- _Passage to read_
** BEGIN **
# Started on my new Bow.....Self Bow



## BEER4BAIT (Jun 24, 2005)

I am putting building a new matchlock on hold. While looking for a great peice of Burly Ash, I found a piece of Osage Orange. I have decided to build another bow, self backed and short Native American style. I have stripped the sapwood off and now hewing it in to shape. No power tools have been used. I hope to be tillering it by next Sunday. This was a small peice and I have lots of knots and wavy grain to deal with but it will be an original. This bow will bend through the handle, 48-50 inches and 55-60 puond draw at 28 inches. If it gets to cold I will slit out some spruce and start on the arrows.


----------



## bountyhunter (Jul 6, 2005)

Keep us posted!!!!

One of the project I'm going to start once the weather turns is a longbow, but you are taking it three or four levels over and above what I was planning. Good luck, you just might have to come down and give ole spike a go with it this fall. I wasn't able to get him and I'm still getting pictures so he made through the season.
** END **
- _Instruction_
Pick up the forum thread about building an Osage orange self bow after its last post and write the next part.

- _Record extracts_
** BEGIN **
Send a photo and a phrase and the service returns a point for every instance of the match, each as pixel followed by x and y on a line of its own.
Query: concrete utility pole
** END **
** BEGIN **
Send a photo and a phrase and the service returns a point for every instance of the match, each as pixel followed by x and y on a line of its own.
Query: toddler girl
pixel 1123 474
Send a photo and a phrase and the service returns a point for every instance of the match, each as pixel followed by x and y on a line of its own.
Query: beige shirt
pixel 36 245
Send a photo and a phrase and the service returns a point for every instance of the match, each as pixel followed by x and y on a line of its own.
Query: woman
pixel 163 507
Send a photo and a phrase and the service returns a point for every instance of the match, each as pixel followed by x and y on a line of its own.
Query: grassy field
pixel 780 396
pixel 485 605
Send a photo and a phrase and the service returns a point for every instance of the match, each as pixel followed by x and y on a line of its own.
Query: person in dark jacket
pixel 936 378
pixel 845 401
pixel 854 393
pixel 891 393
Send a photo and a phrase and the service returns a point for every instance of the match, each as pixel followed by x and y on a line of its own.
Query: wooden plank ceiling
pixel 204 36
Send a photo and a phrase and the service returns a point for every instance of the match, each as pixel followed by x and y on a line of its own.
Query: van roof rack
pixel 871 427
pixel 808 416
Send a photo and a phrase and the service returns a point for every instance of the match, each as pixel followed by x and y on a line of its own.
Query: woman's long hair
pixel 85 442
** END **
- _The response_
----------



## BEER4BAIT (Jun 24, 2005)

I will have to post some picks of my hand made footed shafts/footed knocked arrows I made with bubinga and poplar. I love primative weapons, once i lost my taining wheels it got better. I got some new locks in, a snaphaunce, snap match and a wheel lock. You talk about some fine guns. I have wanted to take a turkey this year with stick and stone and a 86 cal yes 86 cal match lock. I may graduate to an atl atl in short time.


----------



## bountyhunter (Jul 6, 2005)

86 cal..........isn't that considered a cannon?????


----------



## BEER4BAIT (Jun 24, 2005)

Yes and when i take a turkey i will use iron ore gravel not shot like they did in the 15th and 16th century. If it stays cold and wet Im gonna make my points for the arrows from flint. I hope I have some good turkey feathers saved up. Got some sinew saved up for the string, and if enough is left over may sinew back the bow for more power.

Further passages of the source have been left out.